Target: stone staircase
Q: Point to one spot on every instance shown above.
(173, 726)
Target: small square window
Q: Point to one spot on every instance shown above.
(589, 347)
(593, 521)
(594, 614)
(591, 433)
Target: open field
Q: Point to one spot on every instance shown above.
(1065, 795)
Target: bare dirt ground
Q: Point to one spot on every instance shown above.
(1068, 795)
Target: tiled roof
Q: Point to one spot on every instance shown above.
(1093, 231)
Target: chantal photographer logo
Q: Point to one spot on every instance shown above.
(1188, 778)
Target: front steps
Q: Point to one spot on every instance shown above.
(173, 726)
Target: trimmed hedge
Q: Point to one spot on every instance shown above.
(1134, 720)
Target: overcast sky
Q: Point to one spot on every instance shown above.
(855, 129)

--------------------------------------------------

* **About this task**: In full and without changes, give the data above once more.

* **Result for this task**:
Target: stone staircase
Q: Point to one spot on every instance shown above.
(173, 726)
Target: small square window
Q: Point to one spot on every instance shown above.
(589, 347)
(593, 521)
(594, 614)
(591, 433)
Target: open field
Q: Point to one spot on every instance shown above.
(1065, 795)
Target: bare dirt ground
Q: Point to one spot on every instance shown above.
(1068, 795)
Target: tiled roof
Q: Point to one spot on every instance shown above.
(1093, 231)
Target: chantal photographer logo
Q: Point to one spot on every instance shown above.
(1188, 778)
Target: front steps
Q: Point to one spot on every instance shown above.
(173, 726)
Target: trimmed hedge
Q: Point to one spot on every instance shown above.
(1134, 720)
Target: overcast sky
Q: Point to one spot on every instance shown above.
(855, 129)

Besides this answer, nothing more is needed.